-------- INFORMATION SUPPLIED --------
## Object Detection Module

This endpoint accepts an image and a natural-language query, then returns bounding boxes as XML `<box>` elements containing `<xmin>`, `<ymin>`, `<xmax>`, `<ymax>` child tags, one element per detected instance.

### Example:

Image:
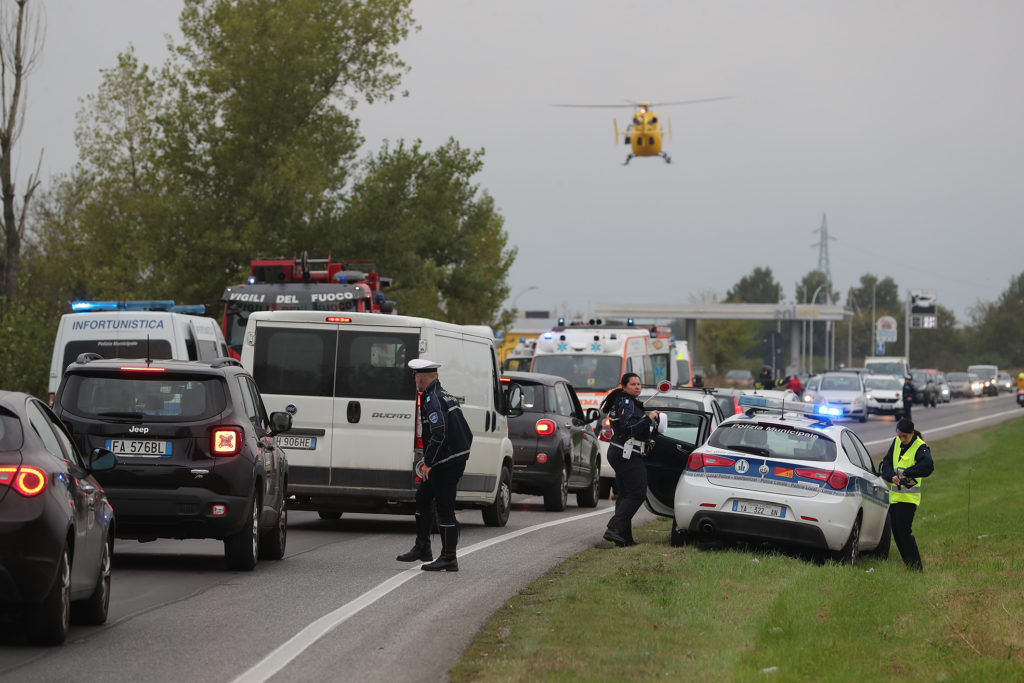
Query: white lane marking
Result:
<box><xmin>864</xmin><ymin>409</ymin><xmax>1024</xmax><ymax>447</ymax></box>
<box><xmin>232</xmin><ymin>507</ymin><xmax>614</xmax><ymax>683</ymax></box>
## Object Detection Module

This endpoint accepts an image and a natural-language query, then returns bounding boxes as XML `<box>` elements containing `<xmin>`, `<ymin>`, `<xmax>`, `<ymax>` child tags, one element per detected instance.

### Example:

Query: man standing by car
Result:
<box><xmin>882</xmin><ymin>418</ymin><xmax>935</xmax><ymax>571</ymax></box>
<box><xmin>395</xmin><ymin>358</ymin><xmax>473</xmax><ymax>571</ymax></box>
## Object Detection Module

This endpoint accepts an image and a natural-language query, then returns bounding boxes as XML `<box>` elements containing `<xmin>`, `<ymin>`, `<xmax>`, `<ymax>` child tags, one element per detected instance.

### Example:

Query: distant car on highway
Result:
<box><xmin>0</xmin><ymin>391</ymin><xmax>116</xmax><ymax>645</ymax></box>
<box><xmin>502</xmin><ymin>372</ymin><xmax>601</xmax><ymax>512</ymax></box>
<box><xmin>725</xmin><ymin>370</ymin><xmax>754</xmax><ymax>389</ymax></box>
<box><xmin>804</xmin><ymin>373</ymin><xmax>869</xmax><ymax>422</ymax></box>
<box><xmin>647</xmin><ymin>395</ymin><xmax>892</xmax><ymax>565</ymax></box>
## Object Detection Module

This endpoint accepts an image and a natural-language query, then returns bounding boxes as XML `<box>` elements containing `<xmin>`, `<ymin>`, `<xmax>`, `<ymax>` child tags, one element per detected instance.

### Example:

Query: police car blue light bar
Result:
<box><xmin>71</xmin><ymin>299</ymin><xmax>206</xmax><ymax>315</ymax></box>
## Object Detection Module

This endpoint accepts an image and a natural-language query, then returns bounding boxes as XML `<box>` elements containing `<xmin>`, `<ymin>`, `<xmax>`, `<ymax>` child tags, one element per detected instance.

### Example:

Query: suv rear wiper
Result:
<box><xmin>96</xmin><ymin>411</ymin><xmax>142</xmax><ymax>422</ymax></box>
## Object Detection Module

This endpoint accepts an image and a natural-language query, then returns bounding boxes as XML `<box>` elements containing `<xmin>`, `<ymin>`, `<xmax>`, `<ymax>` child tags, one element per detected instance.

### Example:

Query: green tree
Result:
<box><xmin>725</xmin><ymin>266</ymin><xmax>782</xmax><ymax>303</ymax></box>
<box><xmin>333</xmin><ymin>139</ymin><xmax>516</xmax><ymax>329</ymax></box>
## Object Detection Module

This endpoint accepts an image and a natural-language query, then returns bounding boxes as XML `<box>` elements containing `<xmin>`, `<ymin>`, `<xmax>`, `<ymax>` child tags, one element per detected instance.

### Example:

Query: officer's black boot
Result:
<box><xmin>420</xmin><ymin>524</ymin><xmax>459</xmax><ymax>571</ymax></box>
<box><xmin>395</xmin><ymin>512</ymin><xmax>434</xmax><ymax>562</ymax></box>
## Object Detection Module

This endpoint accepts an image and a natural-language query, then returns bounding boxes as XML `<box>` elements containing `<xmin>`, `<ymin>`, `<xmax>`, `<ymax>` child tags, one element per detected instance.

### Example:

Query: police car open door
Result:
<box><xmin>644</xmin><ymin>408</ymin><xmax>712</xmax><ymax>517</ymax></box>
--------
-------- INFORMATION SUPPLIED --------
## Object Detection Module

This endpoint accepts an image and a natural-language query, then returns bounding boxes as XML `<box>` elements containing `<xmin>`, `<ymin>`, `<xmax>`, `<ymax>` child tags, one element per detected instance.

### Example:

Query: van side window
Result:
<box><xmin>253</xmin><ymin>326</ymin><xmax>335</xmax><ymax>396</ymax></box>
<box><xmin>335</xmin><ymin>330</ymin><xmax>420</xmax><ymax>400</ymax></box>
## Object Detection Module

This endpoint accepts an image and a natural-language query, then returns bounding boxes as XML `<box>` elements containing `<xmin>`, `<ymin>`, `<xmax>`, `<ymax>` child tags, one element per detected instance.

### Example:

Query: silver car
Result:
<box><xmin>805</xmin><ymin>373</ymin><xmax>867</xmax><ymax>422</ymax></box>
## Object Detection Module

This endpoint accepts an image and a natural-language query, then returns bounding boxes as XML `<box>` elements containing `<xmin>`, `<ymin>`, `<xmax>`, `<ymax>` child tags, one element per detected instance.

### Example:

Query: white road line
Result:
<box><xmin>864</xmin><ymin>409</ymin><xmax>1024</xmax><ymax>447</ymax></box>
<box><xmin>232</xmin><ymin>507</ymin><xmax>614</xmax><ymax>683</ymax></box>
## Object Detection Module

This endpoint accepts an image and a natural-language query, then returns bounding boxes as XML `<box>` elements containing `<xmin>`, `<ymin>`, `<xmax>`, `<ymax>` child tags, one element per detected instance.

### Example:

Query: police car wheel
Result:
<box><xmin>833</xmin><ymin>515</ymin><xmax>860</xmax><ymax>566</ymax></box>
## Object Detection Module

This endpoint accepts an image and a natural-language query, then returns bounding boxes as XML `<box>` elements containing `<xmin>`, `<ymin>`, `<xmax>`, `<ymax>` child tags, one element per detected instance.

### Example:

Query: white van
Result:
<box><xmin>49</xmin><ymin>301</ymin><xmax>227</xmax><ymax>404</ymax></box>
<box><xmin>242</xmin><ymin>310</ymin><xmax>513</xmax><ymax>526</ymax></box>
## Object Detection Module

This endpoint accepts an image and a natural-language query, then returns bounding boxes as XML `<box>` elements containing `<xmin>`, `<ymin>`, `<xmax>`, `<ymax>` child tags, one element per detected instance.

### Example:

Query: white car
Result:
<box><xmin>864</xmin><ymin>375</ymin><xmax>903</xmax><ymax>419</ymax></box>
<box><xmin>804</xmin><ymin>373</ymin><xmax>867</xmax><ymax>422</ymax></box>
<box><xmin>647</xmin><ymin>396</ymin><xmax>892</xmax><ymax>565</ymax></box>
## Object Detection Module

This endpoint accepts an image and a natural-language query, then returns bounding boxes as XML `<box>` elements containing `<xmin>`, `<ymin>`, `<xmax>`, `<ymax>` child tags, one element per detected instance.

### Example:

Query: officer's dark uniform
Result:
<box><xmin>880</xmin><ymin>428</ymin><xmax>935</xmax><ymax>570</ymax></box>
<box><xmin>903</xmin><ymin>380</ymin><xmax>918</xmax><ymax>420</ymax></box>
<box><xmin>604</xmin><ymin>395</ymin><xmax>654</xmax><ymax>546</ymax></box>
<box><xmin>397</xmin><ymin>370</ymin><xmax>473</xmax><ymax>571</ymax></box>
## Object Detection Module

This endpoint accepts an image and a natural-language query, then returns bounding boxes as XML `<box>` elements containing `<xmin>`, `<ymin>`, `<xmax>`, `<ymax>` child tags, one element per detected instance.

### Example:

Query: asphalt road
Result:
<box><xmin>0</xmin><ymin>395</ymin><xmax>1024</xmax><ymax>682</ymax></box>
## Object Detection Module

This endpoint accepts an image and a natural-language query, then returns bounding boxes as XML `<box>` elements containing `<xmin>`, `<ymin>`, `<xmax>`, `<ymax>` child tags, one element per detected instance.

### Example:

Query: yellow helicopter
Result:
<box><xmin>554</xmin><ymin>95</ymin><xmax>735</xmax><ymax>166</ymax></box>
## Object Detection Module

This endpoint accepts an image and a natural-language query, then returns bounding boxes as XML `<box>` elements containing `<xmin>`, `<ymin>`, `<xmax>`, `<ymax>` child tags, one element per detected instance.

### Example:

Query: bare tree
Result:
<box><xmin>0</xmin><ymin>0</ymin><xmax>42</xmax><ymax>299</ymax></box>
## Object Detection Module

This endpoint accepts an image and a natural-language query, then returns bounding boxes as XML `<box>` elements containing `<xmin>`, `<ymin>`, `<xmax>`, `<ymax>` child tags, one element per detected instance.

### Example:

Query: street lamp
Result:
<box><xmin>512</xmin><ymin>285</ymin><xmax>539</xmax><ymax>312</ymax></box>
--------
Pick out every line in the two blocks above that contains the word "police" and copy each one.

● **PROBLEM SOLUTION**:
Query: police car blue light bar
Query: police car open door
Query: police car wheel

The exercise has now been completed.